## TASK TO COMPLETE
Using the data below, copy out all lines with the word "segment".

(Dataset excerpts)
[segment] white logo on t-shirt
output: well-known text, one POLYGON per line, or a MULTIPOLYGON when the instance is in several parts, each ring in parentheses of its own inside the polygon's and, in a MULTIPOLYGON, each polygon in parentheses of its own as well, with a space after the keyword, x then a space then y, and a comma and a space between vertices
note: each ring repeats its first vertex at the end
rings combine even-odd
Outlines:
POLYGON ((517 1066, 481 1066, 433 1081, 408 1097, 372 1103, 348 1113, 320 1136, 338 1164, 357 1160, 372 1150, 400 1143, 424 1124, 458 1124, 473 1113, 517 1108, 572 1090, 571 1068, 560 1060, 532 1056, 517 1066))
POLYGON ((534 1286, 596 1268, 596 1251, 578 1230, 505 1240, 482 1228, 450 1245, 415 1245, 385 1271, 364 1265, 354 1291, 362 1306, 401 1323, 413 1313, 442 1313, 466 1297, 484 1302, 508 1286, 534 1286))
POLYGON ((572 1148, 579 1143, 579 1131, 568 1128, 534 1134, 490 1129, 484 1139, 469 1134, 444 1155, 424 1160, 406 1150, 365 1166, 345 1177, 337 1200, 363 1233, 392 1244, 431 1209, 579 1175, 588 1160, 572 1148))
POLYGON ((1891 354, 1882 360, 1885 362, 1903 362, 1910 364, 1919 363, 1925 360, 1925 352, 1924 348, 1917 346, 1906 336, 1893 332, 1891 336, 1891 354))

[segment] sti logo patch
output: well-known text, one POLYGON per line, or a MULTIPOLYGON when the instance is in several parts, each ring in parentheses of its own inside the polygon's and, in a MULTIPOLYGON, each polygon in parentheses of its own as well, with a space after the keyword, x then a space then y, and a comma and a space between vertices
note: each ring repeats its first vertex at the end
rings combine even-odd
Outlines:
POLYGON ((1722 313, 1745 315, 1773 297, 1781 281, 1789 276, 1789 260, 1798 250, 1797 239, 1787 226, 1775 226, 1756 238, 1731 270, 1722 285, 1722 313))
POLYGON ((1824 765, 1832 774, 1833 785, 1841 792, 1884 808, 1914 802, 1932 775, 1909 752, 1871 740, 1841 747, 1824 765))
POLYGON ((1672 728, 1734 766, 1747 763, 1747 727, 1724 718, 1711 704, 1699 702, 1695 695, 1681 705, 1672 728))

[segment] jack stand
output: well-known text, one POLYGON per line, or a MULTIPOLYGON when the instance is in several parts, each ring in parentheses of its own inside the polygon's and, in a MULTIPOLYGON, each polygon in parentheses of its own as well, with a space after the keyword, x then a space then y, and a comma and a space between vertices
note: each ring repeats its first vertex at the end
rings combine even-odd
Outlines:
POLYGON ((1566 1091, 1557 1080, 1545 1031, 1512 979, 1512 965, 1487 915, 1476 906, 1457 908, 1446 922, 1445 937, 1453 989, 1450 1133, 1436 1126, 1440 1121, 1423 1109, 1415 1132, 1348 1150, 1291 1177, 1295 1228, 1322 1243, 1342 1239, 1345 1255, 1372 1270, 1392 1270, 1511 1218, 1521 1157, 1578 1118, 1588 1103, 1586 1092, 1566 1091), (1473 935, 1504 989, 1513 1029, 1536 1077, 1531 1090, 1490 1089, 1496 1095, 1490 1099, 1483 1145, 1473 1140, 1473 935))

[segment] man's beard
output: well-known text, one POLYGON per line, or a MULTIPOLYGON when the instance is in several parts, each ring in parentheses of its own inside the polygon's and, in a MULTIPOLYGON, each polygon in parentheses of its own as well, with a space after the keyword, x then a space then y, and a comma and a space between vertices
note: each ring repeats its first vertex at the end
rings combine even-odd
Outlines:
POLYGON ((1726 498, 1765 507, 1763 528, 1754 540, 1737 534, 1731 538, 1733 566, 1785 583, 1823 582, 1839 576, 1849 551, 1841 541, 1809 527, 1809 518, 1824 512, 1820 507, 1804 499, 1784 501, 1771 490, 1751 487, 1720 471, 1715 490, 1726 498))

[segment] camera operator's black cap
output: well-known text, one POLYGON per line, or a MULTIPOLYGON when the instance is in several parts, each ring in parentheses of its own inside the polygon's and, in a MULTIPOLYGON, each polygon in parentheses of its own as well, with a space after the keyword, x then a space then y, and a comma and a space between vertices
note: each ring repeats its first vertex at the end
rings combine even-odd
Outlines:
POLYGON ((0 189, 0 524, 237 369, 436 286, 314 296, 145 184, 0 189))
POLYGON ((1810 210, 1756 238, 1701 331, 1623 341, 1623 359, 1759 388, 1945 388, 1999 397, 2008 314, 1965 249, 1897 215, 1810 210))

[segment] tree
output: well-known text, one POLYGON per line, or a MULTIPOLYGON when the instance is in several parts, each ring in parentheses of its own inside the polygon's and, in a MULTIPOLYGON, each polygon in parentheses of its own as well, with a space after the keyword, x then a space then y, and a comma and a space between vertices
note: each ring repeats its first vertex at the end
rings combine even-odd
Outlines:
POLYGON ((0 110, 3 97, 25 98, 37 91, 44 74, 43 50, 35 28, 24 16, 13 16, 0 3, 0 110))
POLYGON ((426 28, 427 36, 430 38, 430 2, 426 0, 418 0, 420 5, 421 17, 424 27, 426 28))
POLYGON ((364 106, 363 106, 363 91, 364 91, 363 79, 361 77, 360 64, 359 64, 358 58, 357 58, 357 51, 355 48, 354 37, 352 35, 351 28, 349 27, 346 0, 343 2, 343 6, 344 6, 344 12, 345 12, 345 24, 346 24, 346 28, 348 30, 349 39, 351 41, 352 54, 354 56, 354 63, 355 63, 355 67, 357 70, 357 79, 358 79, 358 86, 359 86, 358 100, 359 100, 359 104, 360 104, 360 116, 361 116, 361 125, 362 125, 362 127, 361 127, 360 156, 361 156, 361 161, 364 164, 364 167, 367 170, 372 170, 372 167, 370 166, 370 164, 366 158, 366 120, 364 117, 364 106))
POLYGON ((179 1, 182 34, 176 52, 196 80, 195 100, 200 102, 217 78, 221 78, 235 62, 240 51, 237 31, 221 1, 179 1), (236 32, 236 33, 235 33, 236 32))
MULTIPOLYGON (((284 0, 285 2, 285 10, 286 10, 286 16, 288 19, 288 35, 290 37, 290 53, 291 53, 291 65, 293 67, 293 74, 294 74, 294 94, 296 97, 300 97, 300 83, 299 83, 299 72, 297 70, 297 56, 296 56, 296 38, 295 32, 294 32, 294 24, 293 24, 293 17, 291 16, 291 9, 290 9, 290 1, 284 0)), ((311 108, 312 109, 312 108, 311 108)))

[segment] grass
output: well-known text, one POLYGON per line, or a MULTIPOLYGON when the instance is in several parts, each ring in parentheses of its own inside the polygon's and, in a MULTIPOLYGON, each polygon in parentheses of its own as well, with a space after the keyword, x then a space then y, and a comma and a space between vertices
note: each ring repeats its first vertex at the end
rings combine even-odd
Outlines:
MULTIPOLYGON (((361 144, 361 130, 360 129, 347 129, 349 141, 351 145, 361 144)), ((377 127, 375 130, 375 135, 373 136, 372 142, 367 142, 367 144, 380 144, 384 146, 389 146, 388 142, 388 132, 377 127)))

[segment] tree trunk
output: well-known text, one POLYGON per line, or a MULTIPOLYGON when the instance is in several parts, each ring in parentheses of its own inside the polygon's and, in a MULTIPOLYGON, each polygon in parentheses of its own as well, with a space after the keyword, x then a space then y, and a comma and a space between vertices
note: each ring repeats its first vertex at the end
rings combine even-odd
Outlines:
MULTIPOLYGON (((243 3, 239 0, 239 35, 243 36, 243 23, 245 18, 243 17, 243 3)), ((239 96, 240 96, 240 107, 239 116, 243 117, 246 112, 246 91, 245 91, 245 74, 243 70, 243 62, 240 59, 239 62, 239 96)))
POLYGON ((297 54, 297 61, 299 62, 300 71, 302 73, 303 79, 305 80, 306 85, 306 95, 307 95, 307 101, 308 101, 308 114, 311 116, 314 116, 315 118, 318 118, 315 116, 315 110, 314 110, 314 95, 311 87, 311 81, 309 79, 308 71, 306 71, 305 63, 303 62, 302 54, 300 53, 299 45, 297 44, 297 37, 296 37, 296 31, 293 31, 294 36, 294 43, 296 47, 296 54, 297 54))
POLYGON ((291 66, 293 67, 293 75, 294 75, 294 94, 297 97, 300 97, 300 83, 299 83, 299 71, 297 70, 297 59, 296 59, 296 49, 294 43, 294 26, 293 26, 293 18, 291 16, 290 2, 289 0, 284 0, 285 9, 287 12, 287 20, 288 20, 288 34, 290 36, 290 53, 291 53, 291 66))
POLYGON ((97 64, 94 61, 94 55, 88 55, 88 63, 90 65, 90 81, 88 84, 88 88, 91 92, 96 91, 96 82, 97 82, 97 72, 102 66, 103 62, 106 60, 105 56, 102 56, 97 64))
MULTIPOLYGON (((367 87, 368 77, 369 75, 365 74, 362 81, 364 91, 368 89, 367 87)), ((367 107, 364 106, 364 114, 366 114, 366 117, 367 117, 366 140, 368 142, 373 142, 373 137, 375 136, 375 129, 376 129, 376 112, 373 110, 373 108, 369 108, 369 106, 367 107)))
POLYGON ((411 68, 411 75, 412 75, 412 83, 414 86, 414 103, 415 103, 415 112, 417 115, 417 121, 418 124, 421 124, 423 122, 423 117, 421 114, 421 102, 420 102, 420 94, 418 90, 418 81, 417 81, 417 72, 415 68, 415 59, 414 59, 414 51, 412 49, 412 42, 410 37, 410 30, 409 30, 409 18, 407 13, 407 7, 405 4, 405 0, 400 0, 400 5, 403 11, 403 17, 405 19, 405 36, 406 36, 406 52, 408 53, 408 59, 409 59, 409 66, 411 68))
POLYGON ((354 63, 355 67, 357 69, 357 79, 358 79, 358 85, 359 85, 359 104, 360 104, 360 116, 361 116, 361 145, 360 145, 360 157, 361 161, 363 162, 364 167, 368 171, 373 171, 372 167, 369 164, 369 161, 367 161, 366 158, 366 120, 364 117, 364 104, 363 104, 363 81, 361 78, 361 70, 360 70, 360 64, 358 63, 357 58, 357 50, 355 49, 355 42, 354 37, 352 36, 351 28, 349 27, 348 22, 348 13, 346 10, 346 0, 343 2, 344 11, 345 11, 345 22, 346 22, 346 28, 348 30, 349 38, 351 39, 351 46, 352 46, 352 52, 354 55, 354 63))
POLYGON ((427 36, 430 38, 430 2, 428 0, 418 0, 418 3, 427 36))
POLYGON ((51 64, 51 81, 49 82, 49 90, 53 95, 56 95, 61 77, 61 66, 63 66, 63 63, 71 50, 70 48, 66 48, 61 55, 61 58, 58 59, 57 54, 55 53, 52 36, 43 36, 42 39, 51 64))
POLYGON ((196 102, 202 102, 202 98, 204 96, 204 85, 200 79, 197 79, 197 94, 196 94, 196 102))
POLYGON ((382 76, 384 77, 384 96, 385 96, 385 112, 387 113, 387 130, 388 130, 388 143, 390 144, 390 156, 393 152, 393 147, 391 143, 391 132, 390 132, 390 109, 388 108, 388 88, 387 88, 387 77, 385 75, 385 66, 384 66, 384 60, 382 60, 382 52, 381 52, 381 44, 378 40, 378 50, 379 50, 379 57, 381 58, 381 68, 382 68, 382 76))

## OUTPUT OF THE EXERCISE
[segment] white logo on t-shirt
[segment] sti logo patch
[segment] jack stand
[segment] man's beard
[segment] camera operator's black cap
[segment] tree
[segment] grass
[segment] tree trunk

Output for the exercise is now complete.